■ EXERCISE GOAL
Please set down all the lines beneath this one exactly, without the pictures.

[Photo object pointing records]
* * * *

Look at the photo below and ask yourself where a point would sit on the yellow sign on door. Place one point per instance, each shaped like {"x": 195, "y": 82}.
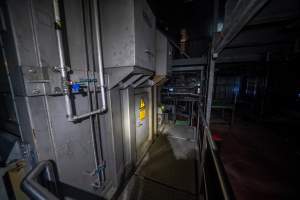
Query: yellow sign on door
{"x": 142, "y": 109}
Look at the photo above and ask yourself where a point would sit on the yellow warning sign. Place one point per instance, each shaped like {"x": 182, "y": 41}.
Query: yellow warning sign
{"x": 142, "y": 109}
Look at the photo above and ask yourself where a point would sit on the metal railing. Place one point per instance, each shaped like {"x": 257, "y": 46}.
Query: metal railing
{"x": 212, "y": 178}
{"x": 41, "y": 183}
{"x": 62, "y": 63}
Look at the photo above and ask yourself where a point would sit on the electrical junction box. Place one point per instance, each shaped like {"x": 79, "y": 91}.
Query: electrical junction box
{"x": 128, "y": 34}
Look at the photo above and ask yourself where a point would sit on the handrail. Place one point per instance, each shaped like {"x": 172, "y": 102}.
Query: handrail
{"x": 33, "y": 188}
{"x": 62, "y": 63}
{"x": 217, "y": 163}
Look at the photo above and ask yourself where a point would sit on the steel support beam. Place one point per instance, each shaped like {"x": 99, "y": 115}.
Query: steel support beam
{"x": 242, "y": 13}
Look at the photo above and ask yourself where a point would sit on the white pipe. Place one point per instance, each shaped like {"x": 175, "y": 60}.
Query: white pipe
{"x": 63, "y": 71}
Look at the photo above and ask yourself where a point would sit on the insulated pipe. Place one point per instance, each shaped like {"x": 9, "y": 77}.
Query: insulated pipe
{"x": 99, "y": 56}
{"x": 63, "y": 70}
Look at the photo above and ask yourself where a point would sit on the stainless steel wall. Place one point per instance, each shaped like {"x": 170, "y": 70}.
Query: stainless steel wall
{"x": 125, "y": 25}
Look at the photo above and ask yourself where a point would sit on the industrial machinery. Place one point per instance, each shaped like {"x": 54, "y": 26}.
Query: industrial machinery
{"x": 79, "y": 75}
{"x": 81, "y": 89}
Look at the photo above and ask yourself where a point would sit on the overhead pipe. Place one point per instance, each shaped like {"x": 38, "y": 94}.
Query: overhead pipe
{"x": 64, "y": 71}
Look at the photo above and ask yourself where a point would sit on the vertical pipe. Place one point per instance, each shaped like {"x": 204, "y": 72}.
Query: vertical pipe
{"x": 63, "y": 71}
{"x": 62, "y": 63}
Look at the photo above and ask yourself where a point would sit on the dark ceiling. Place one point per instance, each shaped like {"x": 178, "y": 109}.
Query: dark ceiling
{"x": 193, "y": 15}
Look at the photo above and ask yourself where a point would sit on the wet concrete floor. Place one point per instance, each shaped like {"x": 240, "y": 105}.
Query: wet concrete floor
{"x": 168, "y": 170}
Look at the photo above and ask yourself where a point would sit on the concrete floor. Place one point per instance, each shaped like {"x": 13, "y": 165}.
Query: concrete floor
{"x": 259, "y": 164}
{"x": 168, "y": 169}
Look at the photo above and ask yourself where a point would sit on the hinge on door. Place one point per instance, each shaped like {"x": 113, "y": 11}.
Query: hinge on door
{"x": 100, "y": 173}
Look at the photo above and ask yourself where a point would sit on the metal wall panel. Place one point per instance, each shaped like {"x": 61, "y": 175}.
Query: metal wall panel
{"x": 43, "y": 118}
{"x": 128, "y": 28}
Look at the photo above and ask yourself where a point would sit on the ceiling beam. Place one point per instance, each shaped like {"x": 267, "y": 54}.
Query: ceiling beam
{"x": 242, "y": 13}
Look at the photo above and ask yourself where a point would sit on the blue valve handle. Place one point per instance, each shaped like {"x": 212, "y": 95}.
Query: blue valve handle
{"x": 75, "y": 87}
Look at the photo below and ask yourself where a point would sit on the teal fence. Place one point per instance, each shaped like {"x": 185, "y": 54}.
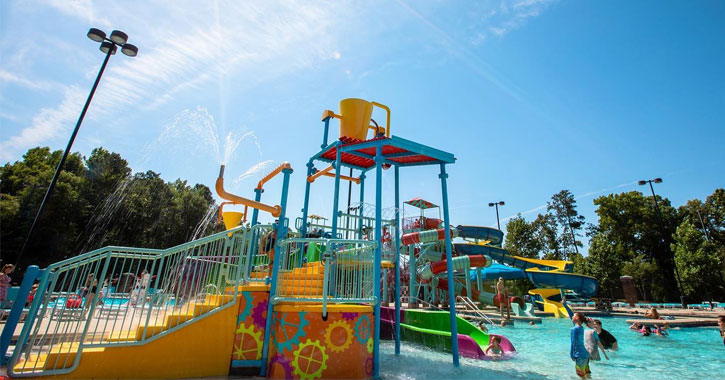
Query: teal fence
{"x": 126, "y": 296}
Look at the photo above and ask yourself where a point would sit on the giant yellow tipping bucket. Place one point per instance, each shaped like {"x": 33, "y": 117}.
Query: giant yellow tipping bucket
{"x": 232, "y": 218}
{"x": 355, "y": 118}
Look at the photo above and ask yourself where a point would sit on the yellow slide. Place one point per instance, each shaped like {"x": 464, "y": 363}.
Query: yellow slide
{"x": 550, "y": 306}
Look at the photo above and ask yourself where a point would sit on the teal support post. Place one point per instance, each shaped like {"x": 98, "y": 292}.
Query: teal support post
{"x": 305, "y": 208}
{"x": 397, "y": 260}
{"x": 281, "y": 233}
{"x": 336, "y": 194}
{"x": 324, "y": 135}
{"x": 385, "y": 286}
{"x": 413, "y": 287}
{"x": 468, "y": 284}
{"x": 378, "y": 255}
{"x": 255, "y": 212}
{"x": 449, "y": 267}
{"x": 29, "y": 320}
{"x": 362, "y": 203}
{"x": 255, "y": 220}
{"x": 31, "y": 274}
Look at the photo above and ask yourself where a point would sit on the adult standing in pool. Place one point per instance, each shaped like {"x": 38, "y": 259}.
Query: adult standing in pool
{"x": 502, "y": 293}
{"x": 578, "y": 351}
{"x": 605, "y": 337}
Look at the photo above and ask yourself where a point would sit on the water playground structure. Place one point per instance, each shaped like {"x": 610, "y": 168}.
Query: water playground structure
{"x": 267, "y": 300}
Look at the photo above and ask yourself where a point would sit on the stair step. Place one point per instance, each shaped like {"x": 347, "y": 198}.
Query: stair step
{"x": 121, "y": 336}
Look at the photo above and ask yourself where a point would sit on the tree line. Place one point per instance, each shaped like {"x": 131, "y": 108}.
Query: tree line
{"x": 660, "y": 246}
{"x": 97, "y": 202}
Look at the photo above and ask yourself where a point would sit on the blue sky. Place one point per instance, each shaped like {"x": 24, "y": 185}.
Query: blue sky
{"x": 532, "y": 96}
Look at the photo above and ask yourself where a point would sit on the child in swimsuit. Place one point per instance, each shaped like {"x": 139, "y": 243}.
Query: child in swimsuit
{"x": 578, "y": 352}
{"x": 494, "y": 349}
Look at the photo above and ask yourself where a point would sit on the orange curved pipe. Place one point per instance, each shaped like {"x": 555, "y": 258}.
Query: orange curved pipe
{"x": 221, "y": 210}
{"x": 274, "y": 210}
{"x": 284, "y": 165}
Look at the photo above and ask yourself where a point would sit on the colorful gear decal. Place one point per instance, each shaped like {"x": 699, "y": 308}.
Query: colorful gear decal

* * * *

■ IN RESPONSE
Look at the photo below and ask yourself where a point would sit on the yellow sign on door. Place one point per instance, each shaped like {"x": 195, "y": 82}.
Query: yellow sign on door
{"x": 142, "y": 109}
Look at the photo above and ask yourself where a point would sit on the yellow warning sign. Place one point per instance, each shaped like {"x": 182, "y": 41}.
Query: yellow warning sign
{"x": 142, "y": 109}
Look at the photo above and ask yourself where a point would sit on the metal railing. Place one point per instance, each shaped like {"x": 257, "y": 46}.
Query: metal railing
{"x": 212, "y": 178}
{"x": 41, "y": 183}
{"x": 62, "y": 63}
Look at the photo above and ask yourself where a point would sit on the electrical junction box. Place one point per instance, each shaped like {"x": 79, "y": 91}.
Query: electrical junction box
{"x": 128, "y": 34}
Look at the photo above and ask yourself where a point would sit on the handrail. Place one point per instance, each shaped like {"x": 172, "y": 102}.
Query: handrail
{"x": 33, "y": 188}
{"x": 62, "y": 63}
{"x": 217, "y": 163}
Look at the photo above and ask yourself where a point would sit on the steel support beam. Place one point per instance, each shaped like {"x": 99, "y": 115}.
Query: steel support beam
{"x": 242, "y": 13}
Look at the photo above and ask yourself where a point would sit on the white pipe. Place one point per instance, each shaped like {"x": 175, "y": 60}.
Query: white pipe
{"x": 63, "y": 71}
Look at the photo above and ask yourself where a point would sit on the insulated pipe. Place one point per instance, each shaped like {"x": 9, "y": 77}.
Query: insulated pipe
{"x": 99, "y": 56}
{"x": 63, "y": 70}
Look at the photo above and ask yourself where a point would sit on the stainless steel wall. Place one point per instance, each shaped like {"x": 170, "y": 70}.
Query: stainless steel wall
{"x": 125, "y": 25}
Look at the photo above and ask yourself where a point would sit on the industrial machinery. Place one point per instance, each shaped like {"x": 54, "y": 26}.
Query: industrial machinery
{"x": 79, "y": 75}
{"x": 81, "y": 89}
Look at the photo above and ask yourself where a point would sit on the overhead pipe. Place one point per instance, each shaped like {"x": 38, "y": 94}.
Query: overhead pipe
{"x": 64, "y": 71}
Look at the photo above and ask yourself where a point would sit on the vertical pipe. Place one point per instance, each shaped like {"x": 204, "y": 72}.
Query: vertical pipe
{"x": 63, "y": 71}
{"x": 62, "y": 63}
Look at the photo above and ask yourself where a point would sit on the dark ceiling. Place one point per instance, each shaped like {"x": 178, "y": 109}.
Query: dark ceiling
{"x": 193, "y": 15}
Look at the photo above and ask yourself where a point would sit on the wet concrete floor. Place one point per instance, each shaped like {"x": 240, "y": 105}.
Query: wet concrete floor
{"x": 168, "y": 170}
Look at the photo above and ask yourself where a point would sit on the concrete floor. Place one point per instance, each shaped like {"x": 13, "y": 165}.
Query: concrete floor
{"x": 259, "y": 164}
{"x": 168, "y": 169}
Look at the photo above and ask yourself where a point would sit on the hinge on door. Place one point per instance, each shaped like {"x": 113, "y": 11}.
Query: hinge on door
{"x": 100, "y": 173}
Look at the photo above and ask yourself where a point would sit on the metal wall panel. Place one point per instance, each shaped like {"x": 61, "y": 175}.
Query: metal wall panel
{"x": 43, "y": 118}
{"x": 128, "y": 28}
Look at the photo above and ask yourself where a point would sit on the ceiling beam. Place one point per instance, each shaped like {"x": 267, "y": 54}.
Query: ceiling beam
{"x": 242, "y": 13}
Look at the photo above and ask yourself where a point would sit on the blue valve handle. Place one point per instance, each shaped like {"x": 212, "y": 95}.
Query: blue valve handle
{"x": 75, "y": 87}
Look at the photo below and ask yourself where a point would sit on the teal fence. Place one point per instance, each shaped like {"x": 185, "y": 54}.
Query: teal fence
{"x": 126, "y": 296}
Look at the photo above and ask yourself where a point would sit on the giant yellow tipping bucket. Place one point per instance, each shaped like {"x": 33, "y": 117}.
Query: giant yellow tipping bucket
{"x": 232, "y": 218}
{"x": 355, "y": 118}
Look at the photo above and ask yourself where a point would sit on the yellow slide. Place one point per instance, each shaped like {"x": 464, "y": 363}.
Query: yellow slide
{"x": 550, "y": 306}
Look at the photo above and ask yourself where a point would sit on the teal support post. Place one point per instance, each shaped like {"x": 98, "y": 292}.
Query: teal support post
{"x": 305, "y": 208}
{"x": 397, "y": 260}
{"x": 281, "y": 233}
{"x": 336, "y": 194}
{"x": 324, "y": 135}
{"x": 385, "y": 286}
{"x": 413, "y": 287}
{"x": 468, "y": 284}
{"x": 378, "y": 255}
{"x": 255, "y": 212}
{"x": 449, "y": 267}
{"x": 29, "y": 320}
{"x": 362, "y": 203}
{"x": 255, "y": 220}
{"x": 31, "y": 274}
Look at the photo above and ask yourself where a point would sit on the adult standing in pool. Place one point per instance, each shaped like {"x": 38, "y": 259}.
Query: adult standing in pool
{"x": 502, "y": 293}
{"x": 578, "y": 351}
{"x": 605, "y": 337}
Look at the photo above and ask yourself where a point would sit on the water playground structure. Place one point per instance, each shaped like {"x": 610, "y": 168}.
Query: water playground structure
{"x": 267, "y": 300}
Look at the photo above and ask yourself where a point would sit on the stair step. Place one point per instance, each shaped like {"x": 347, "y": 198}.
Query: stair step
{"x": 121, "y": 336}
Look at the photo above and ask yourself where a point would sit on the tree line. Place one point per instance, each shaped like {"x": 131, "y": 108}.
Query: tree line
{"x": 660, "y": 246}
{"x": 97, "y": 202}
Look at the photo above and ask yourself where a point would sit on the blue sky. Place one point per instance, each shaped like {"x": 24, "y": 185}.
Query: blue sky
{"x": 532, "y": 96}
Look at the photo above and ask yourself where a point would sit on the child in swimsuit. Place one point per instance, each shaped like {"x": 139, "y": 243}.
Query: child in swimsuit
{"x": 578, "y": 352}
{"x": 494, "y": 349}
Look at the photo above and ask yourself where a point would sit on the orange curved pipe. Place one point per instance, each shaped like {"x": 555, "y": 258}.
Query: orange curved pipe
{"x": 221, "y": 210}
{"x": 274, "y": 210}
{"x": 284, "y": 165}
Look at the photo above and ask yourself where a point would sit on the colorful gear decal. Place one point per instance, each shaped like {"x": 699, "y": 308}.
Query: colorful gear decal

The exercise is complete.